- _DATA SHOWN_:

++++

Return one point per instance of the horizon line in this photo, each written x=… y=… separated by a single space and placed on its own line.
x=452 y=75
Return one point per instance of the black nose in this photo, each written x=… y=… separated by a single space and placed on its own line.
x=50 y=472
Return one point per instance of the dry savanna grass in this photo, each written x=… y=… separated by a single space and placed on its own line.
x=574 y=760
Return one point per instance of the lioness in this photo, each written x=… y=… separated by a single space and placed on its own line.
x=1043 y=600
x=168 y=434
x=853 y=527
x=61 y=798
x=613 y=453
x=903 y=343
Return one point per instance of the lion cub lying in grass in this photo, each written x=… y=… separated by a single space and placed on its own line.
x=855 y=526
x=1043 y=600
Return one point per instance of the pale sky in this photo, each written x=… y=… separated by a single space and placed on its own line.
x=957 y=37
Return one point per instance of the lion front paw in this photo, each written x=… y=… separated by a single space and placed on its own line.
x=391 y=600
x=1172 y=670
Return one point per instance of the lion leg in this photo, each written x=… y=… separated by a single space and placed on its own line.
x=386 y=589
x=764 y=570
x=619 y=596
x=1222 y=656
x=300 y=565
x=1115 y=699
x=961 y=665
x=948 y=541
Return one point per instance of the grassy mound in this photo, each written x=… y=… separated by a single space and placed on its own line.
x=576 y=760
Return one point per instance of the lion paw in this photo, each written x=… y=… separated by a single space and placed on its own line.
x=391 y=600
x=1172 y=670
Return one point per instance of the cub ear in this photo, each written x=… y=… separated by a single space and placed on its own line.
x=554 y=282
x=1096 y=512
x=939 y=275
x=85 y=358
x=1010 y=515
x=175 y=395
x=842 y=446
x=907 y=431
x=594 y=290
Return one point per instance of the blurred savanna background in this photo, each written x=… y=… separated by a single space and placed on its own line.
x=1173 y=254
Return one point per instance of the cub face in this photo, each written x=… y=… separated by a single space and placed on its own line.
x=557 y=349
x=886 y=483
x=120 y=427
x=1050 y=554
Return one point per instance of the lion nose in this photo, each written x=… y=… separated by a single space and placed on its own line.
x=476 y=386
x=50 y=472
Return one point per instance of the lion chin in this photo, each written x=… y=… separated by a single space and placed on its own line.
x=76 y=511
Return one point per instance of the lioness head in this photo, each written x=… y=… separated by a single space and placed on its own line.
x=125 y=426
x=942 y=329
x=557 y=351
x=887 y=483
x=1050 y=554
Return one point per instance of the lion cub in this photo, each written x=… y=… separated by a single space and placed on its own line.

++++

- _TO DO_: Every entry needs to be retyped exactly.

- _EXERCISE ANSWER_:
Return one point per instance of the horizon line in this photo, each written x=… y=… separated by a single space and placed on its own line.
x=452 y=75
Return one point per instance of the black nose in this photo, each written x=… y=… separated by a single space and placed on its own line.
x=50 y=472
Return one point per instance of the dry savanna grass in this photo, each written x=… y=… separated by a single space and placed on its own line.
x=574 y=760
Return one point per instance of the lioness in this photo, each written x=… y=… separated by a single space and placed on its own line.
x=1043 y=600
x=168 y=434
x=853 y=527
x=61 y=798
x=613 y=453
x=903 y=343
Return one point per instance of the lion cub lying in grass in this photo, each written x=… y=… separated by a single space and placed on its own line.
x=855 y=526
x=1043 y=600
Return one point per instance of the pale sky in this photo, each written x=… y=… separated by a single space and placed on its own line.
x=957 y=37
Return one point per instance of the lion front paw in this photo, each written x=… y=… separated by a single space and placed on its own line.
x=391 y=600
x=1172 y=670
Return one point per instance of the lion leg in this photo, each written x=… y=… separated by a single space and placed on its own line.
x=386 y=589
x=764 y=570
x=619 y=596
x=1222 y=656
x=300 y=565
x=1115 y=699
x=961 y=665
x=948 y=541
Return one point per instance of the grassy mound in this photo, each written x=… y=… separated by a single space and placed on its own line.
x=576 y=760
Return one point per instance of the lion paw in this photo, each written x=… y=… separated by a single space and placed on its own line.
x=391 y=600
x=1172 y=670
Return one point per instance of the cub ear in this photo, each written x=… y=… separated by a single space and placed on its own line.
x=554 y=282
x=1096 y=512
x=939 y=275
x=85 y=358
x=1010 y=515
x=175 y=395
x=842 y=446
x=907 y=431
x=594 y=290
Return one point per instance of the blurred savanna background in this photo, each written x=… y=… separated by a single space and placed on its own line.
x=1173 y=254
Return one point per instance of the cub face in this photo, each written x=… y=… separated by a single space and placed on its own line.
x=557 y=349
x=886 y=483
x=120 y=427
x=1050 y=554
Return one point per instance of the lion nose in this photo, each written x=… y=… separated by a single space and placed on its own line.
x=476 y=386
x=50 y=472
Return one point per instance of the lion chin in this photo, each written x=… y=… separated by a single space and placed on its own line.
x=76 y=511
Return one point per instance of the lioness head in this photo, each written x=… y=… separated by a single space and placed on its own line.
x=125 y=426
x=942 y=329
x=557 y=351
x=887 y=483
x=1050 y=554
Return one point per instance of the lion cub in this photo, each written x=… y=… separated by a single space and placed on its own line.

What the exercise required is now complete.